Task brief:
Could you turn the records below into a numbered list with one line per item, leaving out blank lines and pictures?
*****
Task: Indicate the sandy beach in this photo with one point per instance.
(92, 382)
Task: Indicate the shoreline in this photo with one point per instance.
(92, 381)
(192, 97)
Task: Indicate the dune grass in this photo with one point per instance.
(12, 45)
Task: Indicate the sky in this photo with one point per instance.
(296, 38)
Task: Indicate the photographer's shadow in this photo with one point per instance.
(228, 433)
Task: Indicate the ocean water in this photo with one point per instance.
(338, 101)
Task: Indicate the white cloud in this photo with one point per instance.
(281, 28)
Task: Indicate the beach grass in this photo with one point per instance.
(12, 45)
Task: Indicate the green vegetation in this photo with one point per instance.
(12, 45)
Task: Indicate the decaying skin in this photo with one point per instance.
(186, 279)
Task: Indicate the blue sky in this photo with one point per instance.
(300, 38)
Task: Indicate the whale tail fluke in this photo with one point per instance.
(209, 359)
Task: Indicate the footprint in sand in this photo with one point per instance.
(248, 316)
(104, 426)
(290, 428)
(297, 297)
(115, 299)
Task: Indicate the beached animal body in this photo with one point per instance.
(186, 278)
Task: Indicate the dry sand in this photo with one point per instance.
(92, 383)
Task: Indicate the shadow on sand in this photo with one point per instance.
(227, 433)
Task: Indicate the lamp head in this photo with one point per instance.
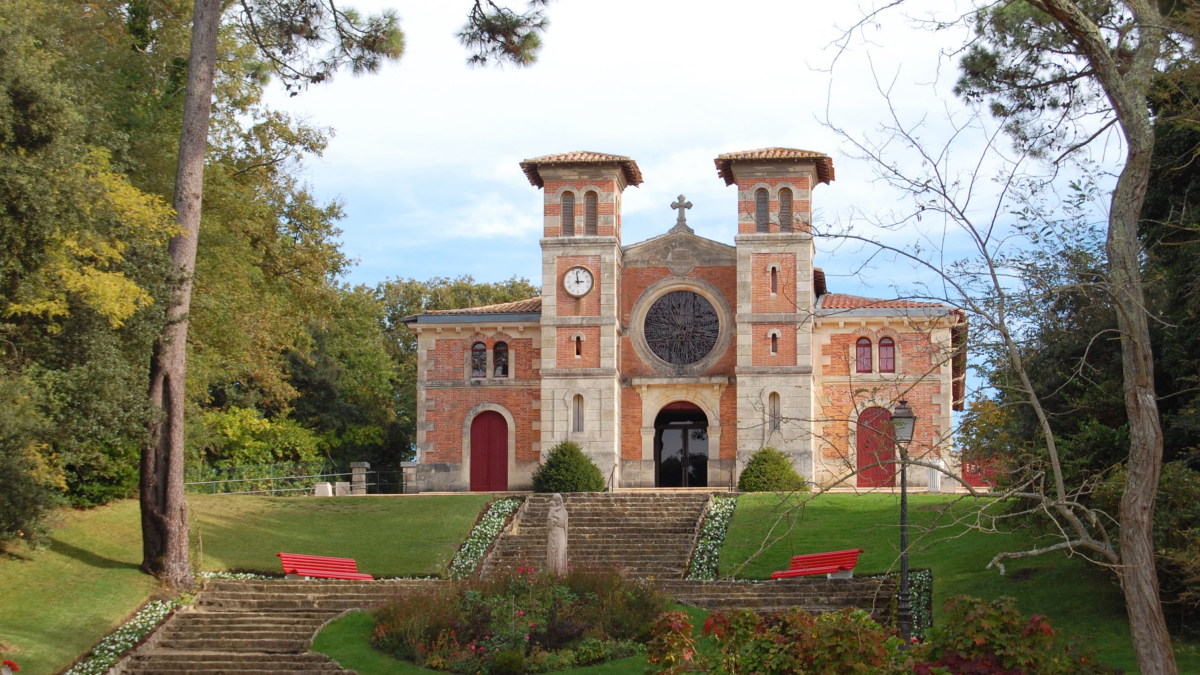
(904, 422)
*****
Finished exercise:
1. Task: Indicate the sandy beach in this photo with one point per instance.
2. (92, 382)
3. Task: Indicate the shoreline in this photo with one point per instance.
4. (92, 381)
5. (192, 97)
6. Task: Indicate the dune grass in this photo with one point per instance.
7. (12, 45)
8. Task: Indicate the sky in this photo with one point per instance.
9. (296, 38)
10. Task: Indicate the photographer's shadow in this photo with one point per instance.
11. (228, 433)
12. Task: Indicate the ocean water in this photo with one point per instance.
13. (338, 101)
14. Task: Indicate the white cloud in this photo with one point per instance.
15. (281, 28)
16. Task: Indicate the beach grass in this photo with one point per instance.
17. (12, 45)
18. Task: Indicate the green vegetation in this photo with one point per instance.
19. (12, 45)
20. Task: Indicate the decaying skin in this photo with one point per instance.
21. (186, 279)
22. Task: Indicate the blue sky in this photo with one point per instance.
23. (300, 38)
24. Task: Indicate the whale tail fluke in this photo with one point per instance.
25. (209, 359)
26. Task: Indicate the footprint in sand in this photo with one point per instance.
27. (248, 316)
28. (104, 426)
29. (290, 428)
30. (297, 297)
31. (115, 299)
32. Task: Indicate the beached animal body in this photo with one point per instance.
33. (186, 278)
34. Task: Indicate the dry sand in this photo with one point per instance.
35. (92, 383)
36. Task: Indicate the shadow on sand in this photo with one point per instance.
37. (227, 433)
38. Task: Indicate the lamp head in this photo with one point per instance.
39. (904, 422)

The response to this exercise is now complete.